▼▼▼

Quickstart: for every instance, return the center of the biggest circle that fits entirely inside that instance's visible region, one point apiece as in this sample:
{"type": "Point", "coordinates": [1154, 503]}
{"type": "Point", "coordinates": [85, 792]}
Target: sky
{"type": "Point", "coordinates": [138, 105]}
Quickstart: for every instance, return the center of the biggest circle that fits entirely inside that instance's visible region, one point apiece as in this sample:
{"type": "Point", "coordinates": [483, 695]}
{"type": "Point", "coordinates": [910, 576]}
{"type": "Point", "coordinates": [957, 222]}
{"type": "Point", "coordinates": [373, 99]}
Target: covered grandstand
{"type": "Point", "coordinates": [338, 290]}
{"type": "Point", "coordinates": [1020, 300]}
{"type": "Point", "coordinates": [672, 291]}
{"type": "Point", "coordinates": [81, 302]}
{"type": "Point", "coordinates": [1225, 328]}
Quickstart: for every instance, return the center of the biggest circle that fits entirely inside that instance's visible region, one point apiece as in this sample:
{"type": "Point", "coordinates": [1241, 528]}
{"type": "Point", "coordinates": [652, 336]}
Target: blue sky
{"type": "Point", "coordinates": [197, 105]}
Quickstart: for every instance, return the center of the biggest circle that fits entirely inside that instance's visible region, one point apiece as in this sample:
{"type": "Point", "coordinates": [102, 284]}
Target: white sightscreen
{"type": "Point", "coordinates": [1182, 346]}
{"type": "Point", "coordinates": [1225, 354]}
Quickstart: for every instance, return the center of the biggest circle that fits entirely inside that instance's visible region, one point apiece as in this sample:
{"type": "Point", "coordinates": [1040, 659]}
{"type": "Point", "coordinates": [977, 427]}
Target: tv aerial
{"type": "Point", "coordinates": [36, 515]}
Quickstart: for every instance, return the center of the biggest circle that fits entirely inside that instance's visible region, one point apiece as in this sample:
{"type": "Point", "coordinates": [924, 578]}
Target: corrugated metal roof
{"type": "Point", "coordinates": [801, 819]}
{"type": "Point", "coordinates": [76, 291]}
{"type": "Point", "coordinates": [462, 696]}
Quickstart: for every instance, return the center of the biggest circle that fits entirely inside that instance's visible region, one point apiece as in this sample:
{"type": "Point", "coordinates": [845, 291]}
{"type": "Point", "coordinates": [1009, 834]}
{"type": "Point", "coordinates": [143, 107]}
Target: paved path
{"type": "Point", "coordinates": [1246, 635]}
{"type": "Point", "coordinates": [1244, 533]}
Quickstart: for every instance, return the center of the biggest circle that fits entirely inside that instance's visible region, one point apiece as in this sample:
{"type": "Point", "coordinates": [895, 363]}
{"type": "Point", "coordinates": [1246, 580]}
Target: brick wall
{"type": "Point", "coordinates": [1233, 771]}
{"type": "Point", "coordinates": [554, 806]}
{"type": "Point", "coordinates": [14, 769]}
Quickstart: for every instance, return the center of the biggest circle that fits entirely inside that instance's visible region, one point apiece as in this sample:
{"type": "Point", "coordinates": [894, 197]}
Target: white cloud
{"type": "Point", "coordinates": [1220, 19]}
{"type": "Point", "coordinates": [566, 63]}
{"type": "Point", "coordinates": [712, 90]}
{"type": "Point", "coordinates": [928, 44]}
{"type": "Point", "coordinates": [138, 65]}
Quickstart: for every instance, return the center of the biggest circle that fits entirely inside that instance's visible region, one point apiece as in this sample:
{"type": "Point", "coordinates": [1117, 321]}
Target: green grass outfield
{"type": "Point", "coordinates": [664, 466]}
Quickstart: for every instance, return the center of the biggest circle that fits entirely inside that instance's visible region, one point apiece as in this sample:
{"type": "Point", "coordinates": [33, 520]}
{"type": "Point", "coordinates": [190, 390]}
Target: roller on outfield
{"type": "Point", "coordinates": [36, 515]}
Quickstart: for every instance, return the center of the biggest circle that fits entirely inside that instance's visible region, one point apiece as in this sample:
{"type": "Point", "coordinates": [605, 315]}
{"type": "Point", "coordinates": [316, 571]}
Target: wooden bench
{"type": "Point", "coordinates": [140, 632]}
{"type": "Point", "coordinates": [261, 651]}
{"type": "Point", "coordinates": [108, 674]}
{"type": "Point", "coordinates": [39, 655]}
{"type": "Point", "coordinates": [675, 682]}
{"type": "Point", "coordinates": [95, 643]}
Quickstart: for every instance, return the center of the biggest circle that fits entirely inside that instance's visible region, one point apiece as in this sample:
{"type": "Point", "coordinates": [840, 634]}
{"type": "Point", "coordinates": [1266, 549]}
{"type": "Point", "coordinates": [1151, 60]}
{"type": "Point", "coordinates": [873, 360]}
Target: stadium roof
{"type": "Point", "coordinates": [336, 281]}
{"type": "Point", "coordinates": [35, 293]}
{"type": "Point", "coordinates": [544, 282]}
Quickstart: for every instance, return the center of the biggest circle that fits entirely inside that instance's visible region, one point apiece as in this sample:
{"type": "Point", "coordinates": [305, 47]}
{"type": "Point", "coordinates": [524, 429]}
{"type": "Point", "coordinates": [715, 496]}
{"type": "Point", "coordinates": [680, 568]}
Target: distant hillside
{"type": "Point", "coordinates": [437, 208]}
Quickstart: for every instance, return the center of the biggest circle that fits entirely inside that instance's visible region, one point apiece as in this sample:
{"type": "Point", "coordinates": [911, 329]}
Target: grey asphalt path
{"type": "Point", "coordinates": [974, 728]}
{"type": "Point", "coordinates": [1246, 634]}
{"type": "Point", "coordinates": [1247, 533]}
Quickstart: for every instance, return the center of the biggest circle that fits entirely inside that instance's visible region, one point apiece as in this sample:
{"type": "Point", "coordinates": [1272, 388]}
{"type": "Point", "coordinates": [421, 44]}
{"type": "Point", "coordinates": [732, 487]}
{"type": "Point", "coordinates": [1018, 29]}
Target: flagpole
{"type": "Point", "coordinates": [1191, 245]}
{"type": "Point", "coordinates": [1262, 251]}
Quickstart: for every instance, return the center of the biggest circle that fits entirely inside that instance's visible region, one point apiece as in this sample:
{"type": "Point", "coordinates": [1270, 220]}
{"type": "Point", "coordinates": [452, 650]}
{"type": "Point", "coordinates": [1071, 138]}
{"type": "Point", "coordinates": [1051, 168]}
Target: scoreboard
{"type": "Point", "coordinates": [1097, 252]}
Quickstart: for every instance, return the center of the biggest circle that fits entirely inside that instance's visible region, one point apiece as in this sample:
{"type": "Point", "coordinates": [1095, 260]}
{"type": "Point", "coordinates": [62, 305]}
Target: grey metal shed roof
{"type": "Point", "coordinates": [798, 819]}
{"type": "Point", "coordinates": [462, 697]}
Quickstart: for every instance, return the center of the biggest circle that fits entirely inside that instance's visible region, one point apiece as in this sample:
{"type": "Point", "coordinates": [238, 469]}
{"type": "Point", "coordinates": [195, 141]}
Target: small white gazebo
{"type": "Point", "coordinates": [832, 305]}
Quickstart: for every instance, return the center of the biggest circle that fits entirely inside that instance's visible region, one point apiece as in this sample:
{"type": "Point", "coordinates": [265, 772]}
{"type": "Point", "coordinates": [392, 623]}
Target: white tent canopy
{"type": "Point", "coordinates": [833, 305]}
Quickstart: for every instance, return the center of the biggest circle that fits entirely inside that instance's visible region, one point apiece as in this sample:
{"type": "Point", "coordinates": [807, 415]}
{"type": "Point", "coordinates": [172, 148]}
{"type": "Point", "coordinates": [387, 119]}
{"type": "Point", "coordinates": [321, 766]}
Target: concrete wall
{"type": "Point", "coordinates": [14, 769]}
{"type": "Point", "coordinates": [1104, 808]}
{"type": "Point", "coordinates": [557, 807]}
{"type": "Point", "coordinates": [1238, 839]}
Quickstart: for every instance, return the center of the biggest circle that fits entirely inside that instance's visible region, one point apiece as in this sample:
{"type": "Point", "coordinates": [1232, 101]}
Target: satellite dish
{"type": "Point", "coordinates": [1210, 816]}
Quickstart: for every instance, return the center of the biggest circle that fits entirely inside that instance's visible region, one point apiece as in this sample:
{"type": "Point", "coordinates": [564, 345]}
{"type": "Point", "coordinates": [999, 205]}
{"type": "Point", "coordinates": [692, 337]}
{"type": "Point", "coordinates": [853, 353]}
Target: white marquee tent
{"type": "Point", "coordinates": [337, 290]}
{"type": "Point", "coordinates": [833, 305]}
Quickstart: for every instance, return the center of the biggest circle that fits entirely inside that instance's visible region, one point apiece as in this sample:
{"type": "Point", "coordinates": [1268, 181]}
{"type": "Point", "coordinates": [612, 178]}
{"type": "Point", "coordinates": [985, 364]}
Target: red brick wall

▲▲▲

Written instruction:
Which lines in the listing above contain the string "grey"? Pull out each of them in full, treating uppercase and lowercase as different.

The completed task:
Target: grey asphalt path
Target: grey metal shed roof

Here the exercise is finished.